■ Stated goal: Which lines in the items below contain the word "hillside", with case counting? Locate each one and copy it out.

■ The records:
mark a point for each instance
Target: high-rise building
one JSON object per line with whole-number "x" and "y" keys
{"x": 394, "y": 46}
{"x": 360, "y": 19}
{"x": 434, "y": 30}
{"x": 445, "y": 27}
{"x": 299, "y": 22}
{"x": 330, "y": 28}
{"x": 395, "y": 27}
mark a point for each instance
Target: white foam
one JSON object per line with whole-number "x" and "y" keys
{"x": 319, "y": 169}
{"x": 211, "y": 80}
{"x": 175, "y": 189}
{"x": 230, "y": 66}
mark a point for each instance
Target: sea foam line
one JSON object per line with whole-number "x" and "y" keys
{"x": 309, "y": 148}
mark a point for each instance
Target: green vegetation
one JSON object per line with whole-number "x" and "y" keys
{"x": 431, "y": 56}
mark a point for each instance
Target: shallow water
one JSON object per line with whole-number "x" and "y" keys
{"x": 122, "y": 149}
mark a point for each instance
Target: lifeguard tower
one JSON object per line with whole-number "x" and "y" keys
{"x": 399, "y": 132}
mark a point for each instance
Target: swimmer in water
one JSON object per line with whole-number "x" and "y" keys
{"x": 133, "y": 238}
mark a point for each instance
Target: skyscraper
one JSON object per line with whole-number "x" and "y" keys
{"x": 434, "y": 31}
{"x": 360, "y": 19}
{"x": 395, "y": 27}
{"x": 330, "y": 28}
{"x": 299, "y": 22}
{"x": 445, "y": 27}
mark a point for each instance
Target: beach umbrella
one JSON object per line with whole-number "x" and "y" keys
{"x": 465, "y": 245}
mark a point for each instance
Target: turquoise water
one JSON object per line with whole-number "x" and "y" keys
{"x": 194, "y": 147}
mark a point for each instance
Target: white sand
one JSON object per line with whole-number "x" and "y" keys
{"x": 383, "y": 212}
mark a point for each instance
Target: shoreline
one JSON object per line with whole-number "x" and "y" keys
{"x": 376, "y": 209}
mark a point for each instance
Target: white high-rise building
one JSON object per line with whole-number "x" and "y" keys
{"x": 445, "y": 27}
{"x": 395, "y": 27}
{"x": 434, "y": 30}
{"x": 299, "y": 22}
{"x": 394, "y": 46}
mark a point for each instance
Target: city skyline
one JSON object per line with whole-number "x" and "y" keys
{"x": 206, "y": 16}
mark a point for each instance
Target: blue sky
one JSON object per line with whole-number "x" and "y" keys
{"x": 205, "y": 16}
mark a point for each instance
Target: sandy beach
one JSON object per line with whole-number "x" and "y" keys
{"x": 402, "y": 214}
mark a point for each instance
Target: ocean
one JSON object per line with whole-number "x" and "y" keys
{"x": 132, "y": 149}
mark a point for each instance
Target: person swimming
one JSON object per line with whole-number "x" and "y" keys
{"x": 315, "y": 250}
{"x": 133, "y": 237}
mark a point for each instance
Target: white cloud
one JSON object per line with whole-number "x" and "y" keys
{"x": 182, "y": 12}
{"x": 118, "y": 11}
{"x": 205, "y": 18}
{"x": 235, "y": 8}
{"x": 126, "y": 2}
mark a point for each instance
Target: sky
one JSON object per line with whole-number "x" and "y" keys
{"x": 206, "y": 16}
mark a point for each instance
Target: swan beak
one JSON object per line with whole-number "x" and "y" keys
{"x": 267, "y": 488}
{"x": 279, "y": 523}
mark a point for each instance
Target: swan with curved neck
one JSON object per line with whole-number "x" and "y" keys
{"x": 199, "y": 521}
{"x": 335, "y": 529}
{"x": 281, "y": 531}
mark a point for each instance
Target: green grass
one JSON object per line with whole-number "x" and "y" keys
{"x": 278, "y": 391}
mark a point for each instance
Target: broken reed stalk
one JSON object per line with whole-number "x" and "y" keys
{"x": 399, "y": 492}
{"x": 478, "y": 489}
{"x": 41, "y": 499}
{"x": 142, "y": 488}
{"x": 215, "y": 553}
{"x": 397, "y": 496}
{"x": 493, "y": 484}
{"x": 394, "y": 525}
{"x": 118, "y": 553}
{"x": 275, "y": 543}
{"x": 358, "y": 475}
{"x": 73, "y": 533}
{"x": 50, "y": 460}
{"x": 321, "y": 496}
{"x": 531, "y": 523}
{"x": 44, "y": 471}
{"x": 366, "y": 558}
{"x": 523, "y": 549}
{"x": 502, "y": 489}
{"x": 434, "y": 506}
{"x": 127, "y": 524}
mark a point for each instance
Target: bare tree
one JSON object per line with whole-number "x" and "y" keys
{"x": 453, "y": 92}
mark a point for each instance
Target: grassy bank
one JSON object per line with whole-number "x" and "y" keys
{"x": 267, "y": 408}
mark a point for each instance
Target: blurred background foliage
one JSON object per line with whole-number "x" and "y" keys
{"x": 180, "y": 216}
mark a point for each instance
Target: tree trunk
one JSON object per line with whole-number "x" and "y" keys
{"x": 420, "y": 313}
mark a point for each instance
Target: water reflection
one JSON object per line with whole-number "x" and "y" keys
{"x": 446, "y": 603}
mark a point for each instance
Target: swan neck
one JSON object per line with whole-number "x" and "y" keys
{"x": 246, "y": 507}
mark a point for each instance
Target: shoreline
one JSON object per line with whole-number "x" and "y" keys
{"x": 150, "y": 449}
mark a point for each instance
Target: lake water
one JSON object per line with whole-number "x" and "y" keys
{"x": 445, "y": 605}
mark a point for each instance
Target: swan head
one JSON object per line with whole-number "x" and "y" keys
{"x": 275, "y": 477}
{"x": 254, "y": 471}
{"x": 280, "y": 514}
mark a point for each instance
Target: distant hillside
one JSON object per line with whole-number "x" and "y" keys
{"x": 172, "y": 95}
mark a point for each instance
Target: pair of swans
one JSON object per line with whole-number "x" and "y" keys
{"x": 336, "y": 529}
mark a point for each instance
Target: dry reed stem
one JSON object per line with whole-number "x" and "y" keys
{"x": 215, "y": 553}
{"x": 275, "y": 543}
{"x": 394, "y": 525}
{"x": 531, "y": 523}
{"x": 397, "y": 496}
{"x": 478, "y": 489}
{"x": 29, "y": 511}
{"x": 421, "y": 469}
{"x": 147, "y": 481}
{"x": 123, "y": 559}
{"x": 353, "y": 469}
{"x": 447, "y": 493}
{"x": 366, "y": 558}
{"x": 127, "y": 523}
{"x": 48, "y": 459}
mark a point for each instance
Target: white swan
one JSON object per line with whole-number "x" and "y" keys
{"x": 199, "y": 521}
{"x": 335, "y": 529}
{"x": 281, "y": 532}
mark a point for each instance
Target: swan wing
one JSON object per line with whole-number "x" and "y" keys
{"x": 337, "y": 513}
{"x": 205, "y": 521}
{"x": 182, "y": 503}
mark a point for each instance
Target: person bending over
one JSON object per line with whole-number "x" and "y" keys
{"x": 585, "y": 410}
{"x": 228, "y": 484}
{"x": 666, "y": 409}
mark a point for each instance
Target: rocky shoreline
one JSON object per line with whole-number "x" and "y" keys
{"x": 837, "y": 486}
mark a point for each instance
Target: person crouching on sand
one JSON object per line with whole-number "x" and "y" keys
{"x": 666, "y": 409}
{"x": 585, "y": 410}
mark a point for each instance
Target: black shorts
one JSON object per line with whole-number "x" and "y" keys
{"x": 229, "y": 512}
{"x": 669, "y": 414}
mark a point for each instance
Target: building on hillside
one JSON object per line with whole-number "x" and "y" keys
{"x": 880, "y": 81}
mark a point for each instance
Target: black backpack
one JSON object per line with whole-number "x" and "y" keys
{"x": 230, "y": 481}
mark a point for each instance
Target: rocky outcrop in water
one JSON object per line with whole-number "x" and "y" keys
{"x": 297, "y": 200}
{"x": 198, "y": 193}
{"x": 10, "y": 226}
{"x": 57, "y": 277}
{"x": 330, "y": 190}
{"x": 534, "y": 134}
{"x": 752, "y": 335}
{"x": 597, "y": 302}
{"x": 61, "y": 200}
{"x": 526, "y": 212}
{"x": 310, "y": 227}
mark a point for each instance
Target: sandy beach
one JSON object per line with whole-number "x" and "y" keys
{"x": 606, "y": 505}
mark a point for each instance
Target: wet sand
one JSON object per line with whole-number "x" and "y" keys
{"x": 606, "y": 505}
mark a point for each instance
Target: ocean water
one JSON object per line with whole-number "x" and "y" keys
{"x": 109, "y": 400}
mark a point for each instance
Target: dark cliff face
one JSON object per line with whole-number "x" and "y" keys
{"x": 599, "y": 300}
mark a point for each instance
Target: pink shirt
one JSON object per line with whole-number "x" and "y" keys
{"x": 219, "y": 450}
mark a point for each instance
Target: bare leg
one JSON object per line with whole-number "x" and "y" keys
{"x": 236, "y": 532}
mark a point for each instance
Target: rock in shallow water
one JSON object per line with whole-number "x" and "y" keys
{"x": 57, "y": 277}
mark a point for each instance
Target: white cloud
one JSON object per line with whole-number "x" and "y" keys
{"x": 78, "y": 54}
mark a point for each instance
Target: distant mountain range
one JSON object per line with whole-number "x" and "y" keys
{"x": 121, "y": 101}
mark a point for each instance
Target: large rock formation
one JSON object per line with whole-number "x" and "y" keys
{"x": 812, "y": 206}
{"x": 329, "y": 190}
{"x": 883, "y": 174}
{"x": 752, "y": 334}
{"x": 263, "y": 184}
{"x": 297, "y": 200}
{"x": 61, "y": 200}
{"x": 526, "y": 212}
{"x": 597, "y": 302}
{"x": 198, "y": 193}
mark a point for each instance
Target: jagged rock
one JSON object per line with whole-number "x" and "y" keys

■ Task answer:
Target: distant hillside
Target: building on hillside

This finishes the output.